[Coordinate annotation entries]
[Begin]
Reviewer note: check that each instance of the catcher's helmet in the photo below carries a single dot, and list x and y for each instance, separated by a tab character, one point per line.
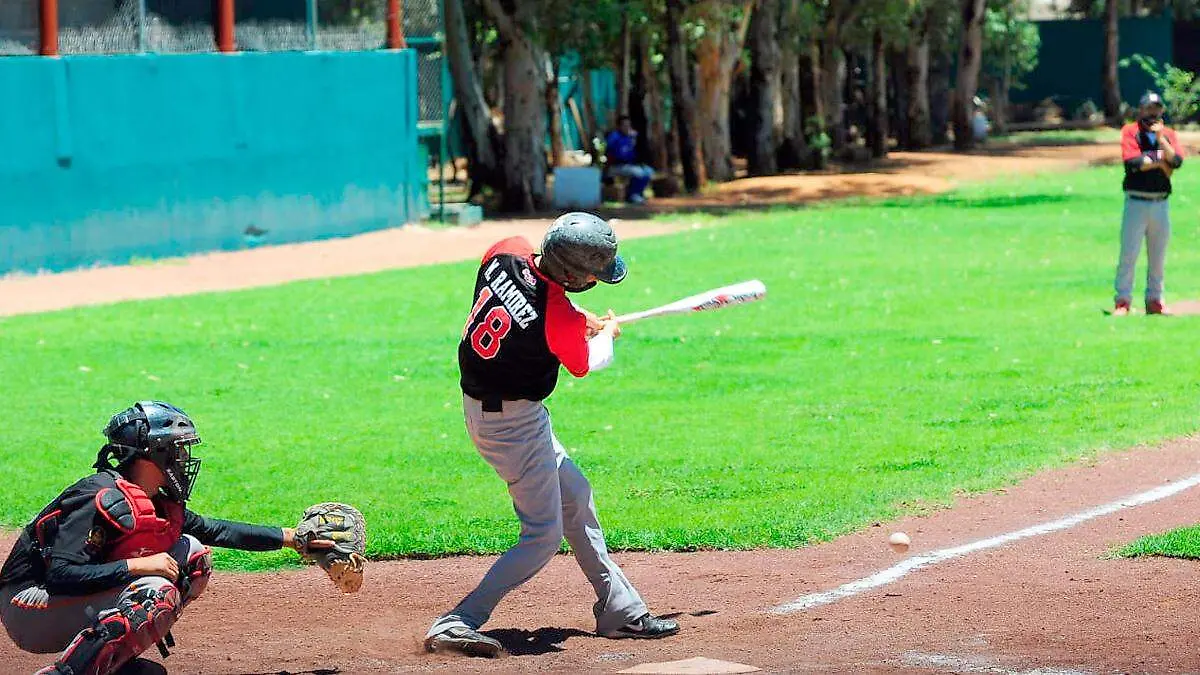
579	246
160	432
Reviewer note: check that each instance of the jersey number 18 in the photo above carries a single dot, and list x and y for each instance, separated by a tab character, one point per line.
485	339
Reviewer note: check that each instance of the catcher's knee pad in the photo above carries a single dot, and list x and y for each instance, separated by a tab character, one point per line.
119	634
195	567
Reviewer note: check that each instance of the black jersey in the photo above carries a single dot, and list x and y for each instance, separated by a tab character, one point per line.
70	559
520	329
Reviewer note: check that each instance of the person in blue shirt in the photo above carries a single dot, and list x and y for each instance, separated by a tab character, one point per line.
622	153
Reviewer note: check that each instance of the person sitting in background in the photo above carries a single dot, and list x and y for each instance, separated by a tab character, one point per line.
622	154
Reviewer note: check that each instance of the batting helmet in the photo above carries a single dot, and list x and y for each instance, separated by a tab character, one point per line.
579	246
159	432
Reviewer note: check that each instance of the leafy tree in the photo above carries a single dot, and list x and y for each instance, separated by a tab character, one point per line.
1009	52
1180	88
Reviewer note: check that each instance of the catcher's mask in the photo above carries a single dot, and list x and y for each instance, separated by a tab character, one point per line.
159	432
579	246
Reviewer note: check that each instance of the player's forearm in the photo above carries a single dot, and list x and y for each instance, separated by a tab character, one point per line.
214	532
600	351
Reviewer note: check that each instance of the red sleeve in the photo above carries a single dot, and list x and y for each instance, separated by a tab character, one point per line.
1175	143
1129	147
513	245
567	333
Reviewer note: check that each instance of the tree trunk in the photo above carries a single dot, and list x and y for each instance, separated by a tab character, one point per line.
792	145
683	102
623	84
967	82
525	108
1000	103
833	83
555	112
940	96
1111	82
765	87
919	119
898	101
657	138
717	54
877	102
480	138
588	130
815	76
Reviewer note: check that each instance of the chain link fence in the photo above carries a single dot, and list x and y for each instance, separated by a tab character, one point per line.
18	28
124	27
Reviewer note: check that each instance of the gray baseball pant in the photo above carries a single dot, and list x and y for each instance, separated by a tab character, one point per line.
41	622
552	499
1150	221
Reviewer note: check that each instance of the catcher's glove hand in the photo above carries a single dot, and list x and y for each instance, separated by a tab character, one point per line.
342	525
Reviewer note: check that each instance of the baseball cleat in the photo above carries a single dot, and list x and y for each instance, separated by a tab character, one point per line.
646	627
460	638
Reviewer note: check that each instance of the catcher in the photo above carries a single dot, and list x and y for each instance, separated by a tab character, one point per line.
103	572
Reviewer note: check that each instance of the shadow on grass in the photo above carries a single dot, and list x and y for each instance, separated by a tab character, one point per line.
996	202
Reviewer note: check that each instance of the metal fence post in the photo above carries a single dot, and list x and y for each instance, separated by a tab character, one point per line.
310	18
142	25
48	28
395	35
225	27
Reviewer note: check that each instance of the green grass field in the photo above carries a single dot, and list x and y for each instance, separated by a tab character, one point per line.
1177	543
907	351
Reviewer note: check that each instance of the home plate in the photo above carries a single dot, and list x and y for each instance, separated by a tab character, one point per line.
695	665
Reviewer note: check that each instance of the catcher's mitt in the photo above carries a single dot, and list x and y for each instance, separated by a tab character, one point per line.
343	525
[End]
Task directions: Write out all the records again, exactly, minus any pictures.

Solution to the exercise:
Reviewer note: check that each instance of the catcher's helmet in the photo below carries a single dot, and list x and y for each instance, separated by a tab character, one point per line.
579	246
160	432
Reviewer note: check that each instance of the jersey number 18 in the photo above carries a single dot, and list x and y for each instance, separated by a tab character, one point per line.
485	339
Reviewer note: check that each instance of the catcher's knee pad in the photo above carries a single dot, and list x and y for each instance, separated by a tab character, one point per line.
119	634
195	567
Reviewer note: check that each instance of the black jersey in the photo above carries a single dot, and list x and y for each instance, separated by a tab character, one point per line.
70	559
520	329
Reviewer note: check that each instance of the person in blue shirt in the photo above carries a single dot, and list x and y for each instance, separated by a tab character, one point per line.
622	153
Reviewer note: check that each instance of the person sitting in background in the photo above carries a single dot, and list x and y for each instance, separated by a tab character, one point per line.
622	154
Reviewer note: check that each instance of the batting helmet in the photo above carries a single dot, and list x and y for each instance, separated by a tab character, one point per line.
579	246
159	432
Reviewer note: check that each instance of the leafy tree in the photo above carries a single dot, and list x and y for each instance, separated by a tab character, one point per line.
1009	52
1180	88
Reviewer note: check that each instance of the catcher's mask in the photo above carries a single dot, and list x and y for each instance, separated by a tab character, one point per line.
159	432
579	246
Reviewer note: check that each instance of the player's forearm in the photo above carries a single dot, and list x and y for each instance, separated by a tab character, one point per line.
214	532
600	351
Reviewer note: check that each instance of the red sleeve in the photo above carries a single dot, and list x and y for each instance, separated by a tab character, one point per line.
1175	143
1129	147
513	245
567	333
Reviewer note: check that each instance of the tree trunk in the photo above carries a single dot, and list x and y for each instance, separated by a tab character, one point per line.
792	145
683	102
623	84
967	82
525	108
1000	103
833	83
555	112
940	96
1111	82
765	87
919	119
898	101
657	138
717	54
877	102
480	138
588	130
815	76
Reviewer note: check that each instance of the chain link fence in the photo above carries a single dot, and list x and y for each instance, separated by a tab character, one point per line.
18	28
124	27
Reviewer note: check that each instance of the gray baseball pant in the photo above carries a single dot, and list x and y for each instance, separated by a tab character, one point per line.
41	622
552	499
1150	221
Reviewer note: check that each instance of the catcher's glove hand in the photo above carries a single dot, and list x and y for each instance, separated by a tab character, one point per line.
342	525
Reviewer note: check that each instance of the baseball cleat in the photo above carries a single dot, and list x and y for each instance, separated by a tab character, one point per line.
646	627
460	638
Reviewer note: check that each instance of the catcher in the photo above carries a single dot, and list x and y for each instance, separated by a tab character, one point per line.
103	572
Reviewer note: check that each instance of the shadow on grass in the photo above carries a single dot, and list x and y for each instance, separated by a tab character, one point per line.
996	202
Reviewer note: check that each instance of the metal fence post in the photo above carries a single dot, and list x and y for each instance, separated by a tab character, one point per line.
310	18
142	25
48	28
395	35
225	27
Reviewer note: check that each instance of the green grass field in the photo above carries a single dot, and list x and y for each instance, separated by a tab character, one point per line.
1177	543
907	351
Reviewer note: check that each instance of the home plate in the photo above carries a single dot, and list x and y for each instance, separated by a tab character, one point per line.
695	665
Reviewer note: check that each instance of the catcher's mitt in the photo above carries a single dot, and list x and y for each instance, separated by a tab character, one point per line.
343	525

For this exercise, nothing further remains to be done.